**Assignment:** Extract each line of the material that follows exactly and omit its pictures.
══════════
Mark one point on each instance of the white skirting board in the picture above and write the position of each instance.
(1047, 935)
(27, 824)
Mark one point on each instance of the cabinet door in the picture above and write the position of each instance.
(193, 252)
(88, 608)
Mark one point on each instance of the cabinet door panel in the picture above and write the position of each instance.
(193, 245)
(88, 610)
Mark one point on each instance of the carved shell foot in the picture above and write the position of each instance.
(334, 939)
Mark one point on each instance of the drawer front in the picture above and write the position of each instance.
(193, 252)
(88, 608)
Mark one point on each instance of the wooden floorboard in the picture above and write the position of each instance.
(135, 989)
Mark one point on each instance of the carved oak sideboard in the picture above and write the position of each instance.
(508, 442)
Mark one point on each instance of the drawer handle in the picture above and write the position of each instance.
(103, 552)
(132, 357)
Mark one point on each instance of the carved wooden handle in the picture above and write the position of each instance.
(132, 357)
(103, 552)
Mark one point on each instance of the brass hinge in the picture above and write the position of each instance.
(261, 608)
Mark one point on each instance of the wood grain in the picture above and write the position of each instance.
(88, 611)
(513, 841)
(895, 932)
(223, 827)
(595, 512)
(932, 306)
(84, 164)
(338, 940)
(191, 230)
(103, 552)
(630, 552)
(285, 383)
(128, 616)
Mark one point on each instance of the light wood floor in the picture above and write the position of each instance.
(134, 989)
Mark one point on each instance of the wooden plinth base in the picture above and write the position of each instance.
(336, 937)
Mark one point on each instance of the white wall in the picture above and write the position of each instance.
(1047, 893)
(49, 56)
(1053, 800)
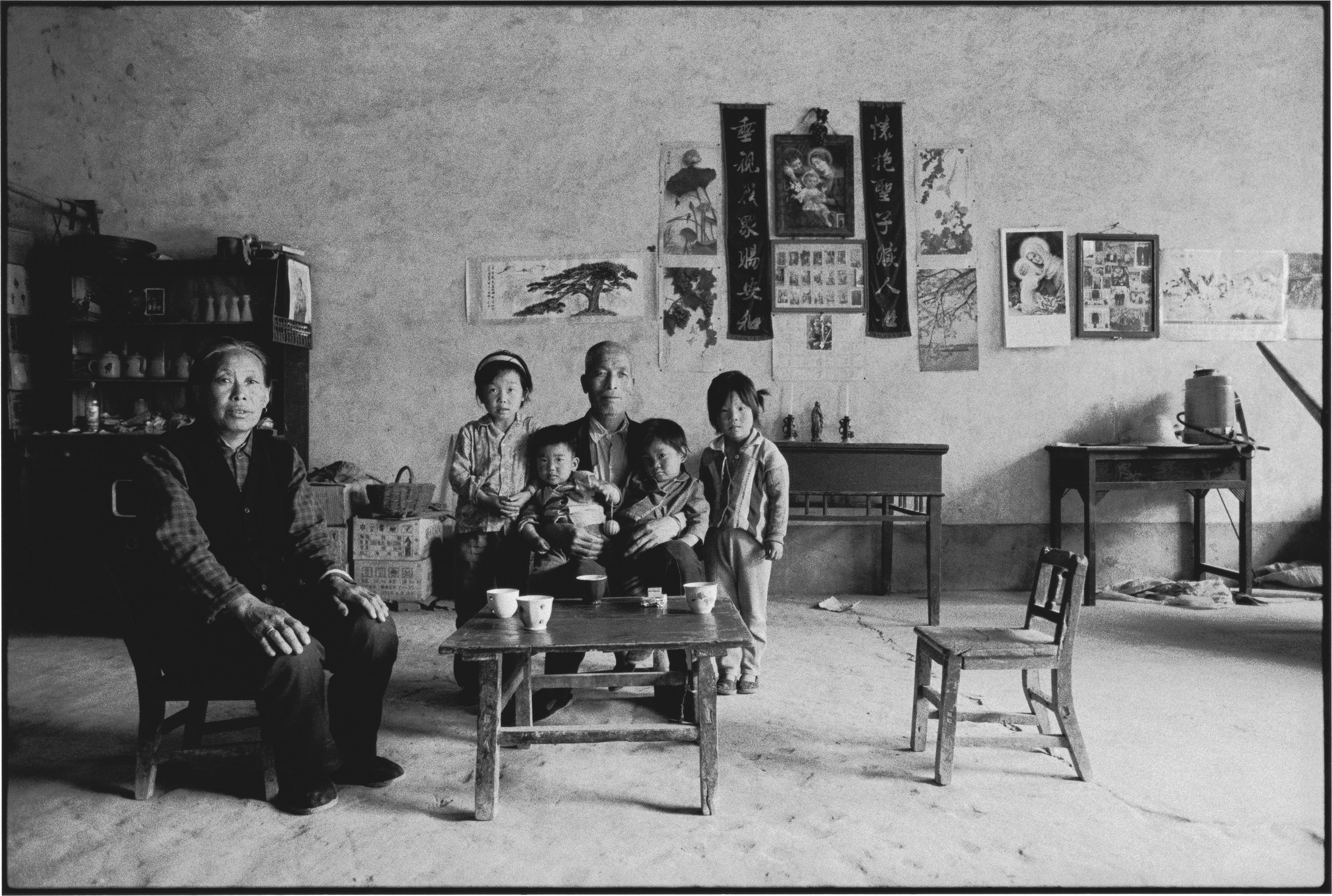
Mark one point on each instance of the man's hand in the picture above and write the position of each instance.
(650, 534)
(535, 541)
(584, 544)
(492, 502)
(347, 594)
(275, 629)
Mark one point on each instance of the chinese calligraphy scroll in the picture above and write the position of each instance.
(885, 220)
(749, 276)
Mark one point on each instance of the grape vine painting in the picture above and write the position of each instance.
(689, 315)
(945, 201)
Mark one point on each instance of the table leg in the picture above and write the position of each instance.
(1057, 515)
(488, 739)
(523, 701)
(705, 709)
(1090, 546)
(1247, 540)
(886, 557)
(1199, 532)
(934, 555)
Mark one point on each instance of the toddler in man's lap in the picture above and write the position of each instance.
(564, 496)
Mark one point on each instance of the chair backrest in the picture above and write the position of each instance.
(1057, 594)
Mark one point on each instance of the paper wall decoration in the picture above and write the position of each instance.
(745, 163)
(689, 226)
(946, 205)
(1216, 294)
(588, 289)
(818, 276)
(818, 347)
(885, 219)
(1304, 296)
(693, 315)
(1035, 286)
(946, 319)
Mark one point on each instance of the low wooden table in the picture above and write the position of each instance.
(1095, 470)
(878, 478)
(616, 624)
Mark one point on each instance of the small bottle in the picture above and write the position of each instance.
(94, 409)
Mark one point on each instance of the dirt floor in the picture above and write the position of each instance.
(1205, 730)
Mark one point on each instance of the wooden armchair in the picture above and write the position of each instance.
(1055, 599)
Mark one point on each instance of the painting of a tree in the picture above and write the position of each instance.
(590, 281)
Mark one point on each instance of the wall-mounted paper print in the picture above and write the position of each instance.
(813, 187)
(1218, 294)
(818, 347)
(1035, 286)
(815, 276)
(946, 319)
(1304, 296)
(592, 288)
(689, 223)
(1117, 285)
(945, 204)
(693, 315)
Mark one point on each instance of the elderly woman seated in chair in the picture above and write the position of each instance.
(247, 586)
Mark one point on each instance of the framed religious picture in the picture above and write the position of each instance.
(1118, 294)
(813, 187)
(818, 276)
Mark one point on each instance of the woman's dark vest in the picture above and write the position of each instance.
(248, 529)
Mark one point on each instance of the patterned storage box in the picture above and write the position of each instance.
(395, 540)
(398, 580)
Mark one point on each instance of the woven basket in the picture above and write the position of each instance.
(400, 498)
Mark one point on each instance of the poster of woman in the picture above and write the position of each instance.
(1035, 286)
(811, 187)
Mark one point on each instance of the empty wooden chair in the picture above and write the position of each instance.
(1055, 599)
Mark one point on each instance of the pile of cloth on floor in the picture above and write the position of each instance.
(1207, 594)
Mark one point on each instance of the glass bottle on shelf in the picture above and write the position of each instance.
(94, 411)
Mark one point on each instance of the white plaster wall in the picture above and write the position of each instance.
(395, 143)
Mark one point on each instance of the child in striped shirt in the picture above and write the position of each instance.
(489, 473)
(745, 478)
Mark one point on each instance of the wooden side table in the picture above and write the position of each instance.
(874, 478)
(1095, 470)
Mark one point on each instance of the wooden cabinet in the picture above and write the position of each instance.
(155, 309)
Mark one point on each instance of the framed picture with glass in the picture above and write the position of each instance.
(818, 276)
(1118, 290)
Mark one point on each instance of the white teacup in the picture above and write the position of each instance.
(535, 611)
(502, 602)
(701, 595)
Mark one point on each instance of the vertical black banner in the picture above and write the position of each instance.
(748, 272)
(882, 171)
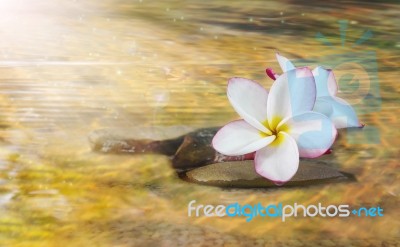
══════════
**Exercise result:**
Mark one point on each instance of the white skirting board in the picture above and write the position of each instance.
(1047, 935)
(27, 824)
Mark one point on each instance of the cabinet door in the picture above and write the position of each instance.
(193, 252)
(88, 608)
Mark one point on each instance of the cabinet door panel in the picture above and write the position of each instance.
(193, 245)
(88, 610)
Mark one point on each instance of the carved shell foot in the picture above and write the position of each instance.
(334, 939)
Mark one point on each instance of the drawer front in the picture above and write the position of each instance.
(193, 252)
(88, 608)
Mark one point on each instance of the wooden floorboard in the picture above and write the position of each instance.
(135, 989)
Mark one point on each instance of the carved oak sideboard in the picture above and write the position of each instance.
(508, 442)
Mark one point on each instance of the drawer handle in the picture above and write the position of each instance.
(103, 552)
(132, 357)
Mark one point on each instance of the carved wooden handle in the picture above and write the position of each instance.
(132, 357)
(103, 552)
Mark one point on each instance of the brass hinge in the picture above and write the position of each instance.
(261, 608)
Mark one point on each instance of the wood grain in the picture above and write the position of each instance.
(88, 611)
(513, 841)
(895, 932)
(223, 827)
(595, 512)
(932, 306)
(84, 164)
(338, 940)
(191, 230)
(103, 552)
(630, 552)
(285, 383)
(128, 616)
Mark one point on each instance of the light wood floor in the picture above and write the position of each instance.
(134, 989)
Mark one point on each instance of the wooden plinth base in the picture above and write the position of each instance.
(336, 937)
Mark one point on each instance of the white wall in the picture above and write the position of each instance.
(1047, 893)
(49, 56)
(1053, 800)
Mark one point on each instance of the man's hand in the picture above and write the position of each instance.
(650, 534)
(535, 541)
(584, 544)
(492, 502)
(347, 594)
(275, 629)
Mark one point on each instance of the chinese calligraphy scroll in the picture above and write the position of each instance.
(885, 220)
(749, 276)
Mark one point on each instance of the grape vine painting in the picture above and write the position of each instance.
(689, 315)
(945, 201)
Mark one point on each instance of the table leg in the picture above and write the position of each instance.
(1057, 515)
(488, 739)
(523, 701)
(705, 709)
(1090, 546)
(1247, 540)
(886, 557)
(1199, 532)
(934, 555)
Mark one point on each instance of the toddler in man's lap in the picture above and write the position of each instance.
(564, 496)
Mark one point on each instance of the chair backrest in the picture above and write the position of each instance.
(1057, 594)
Mark one point on each instance of the paper wall decoration in the picture above and write the position of each instance.
(745, 163)
(689, 226)
(946, 205)
(1216, 294)
(588, 289)
(818, 276)
(818, 347)
(885, 219)
(1304, 296)
(693, 315)
(1035, 286)
(946, 319)
Mark one point on each instance of the low wooden table in the picture above and write the position of each instance.
(1095, 470)
(878, 478)
(616, 624)
Mark one point on each instance of the small bottle in the picture above and write the position of each instance.
(94, 409)
Mark one point on each instance of the dirt floor in the picture above and write the position of each instance.
(1205, 730)
Mark one point on each instance of the wooden armchair in the picture above and write the position of each instance.
(1055, 599)
Mark one point on each instance of the painting of a tree in the picture above and write the position of each instance.
(590, 281)
Mark one point on each instance of the wall-mounted paper print in the picture above and write the position of each instance.
(813, 187)
(1218, 294)
(818, 347)
(1035, 286)
(815, 276)
(946, 319)
(1304, 296)
(592, 288)
(689, 223)
(1117, 285)
(945, 204)
(693, 315)
Mark one point on each instance of the elderly woman seated in chair in the picture above and write the position of each instance.
(247, 586)
Mark one point on each instance of the framed religious picture in the picture above and write the position of each instance.
(1118, 294)
(813, 187)
(818, 276)
Mark one point on each instance of the woman's dark vest in the picture above and write the position of each instance.
(248, 529)
Mark one point on each instance of the patterned storage box in the picture above and write the position of each instance.
(395, 540)
(398, 580)
Mark one point on each instance of the woven basket in the picture above and write the position of each instance.
(400, 498)
Mark one point on each instance of the poster of woman in the picture above and write the position of each instance.
(1035, 286)
(811, 187)
Mark one point on each instance of the empty wooden chair in the picture above and write the position of each instance.
(1055, 599)
Mark one point on each instance of the pile of cloth on floor in the picture above and write the position of each instance.
(1207, 594)
Mark one point on each instance of the glass bottle on shelf in the picture above and write the position of each instance.
(94, 411)
Mark one point on each instance of the white plaster wall in the picture above and write the position of each instance.
(395, 143)
Mark one point on each instance of the child in striped shirt in the picture above and write the position of each instance.
(489, 473)
(745, 478)
Mark one point on each instance of the wooden side table in the picture above and write the position of each instance.
(874, 478)
(1095, 470)
Mark one point on each instance of the wooden cabinet in the picture above and write the position of each instance.
(155, 309)
Mark one point on each instance of the framed picture with glass in the picture above and write the position of each instance.
(818, 276)
(1118, 290)
Mark one point on each instance of the white teacup in the picture above and write the position of each instance.
(535, 611)
(502, 602)
(701, 595)
Mark one point on each instance of the vertical black banner in the picture above and write the position of each instance.
(748, 272)
(882, 171)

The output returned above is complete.